* _Task prompt_: Write the records out again, exactly.
%%
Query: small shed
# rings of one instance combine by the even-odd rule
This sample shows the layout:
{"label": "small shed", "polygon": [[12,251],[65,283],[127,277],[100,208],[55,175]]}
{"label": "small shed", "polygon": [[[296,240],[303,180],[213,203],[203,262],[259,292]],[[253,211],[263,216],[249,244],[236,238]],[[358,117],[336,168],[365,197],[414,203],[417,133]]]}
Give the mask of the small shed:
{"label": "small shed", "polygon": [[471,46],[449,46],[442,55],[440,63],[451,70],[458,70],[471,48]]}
%%
* _Answer section_:
Query: small shed
# rings of one instance combine by the even-odd rule
This sample shows the layout:
{"label": "small shed", "polygon": [[12,251],[65,283],[127,277],[100,208],[55,175]]}
{"label": "small shed", "polygon": [[[296,240],[303,180],[213,203],[203,262],[259,292]],[[253,211],[263,216],[249,244],[236,238]],[[358,117],[336,168],[365,197],[414,203],[417,133]]]}
Give the mask of the small shed:
{"label": "small shed", "polygon": [[471,46],[449,46],[442,55],[440,63],[451,70],[458,70],[471,48]]}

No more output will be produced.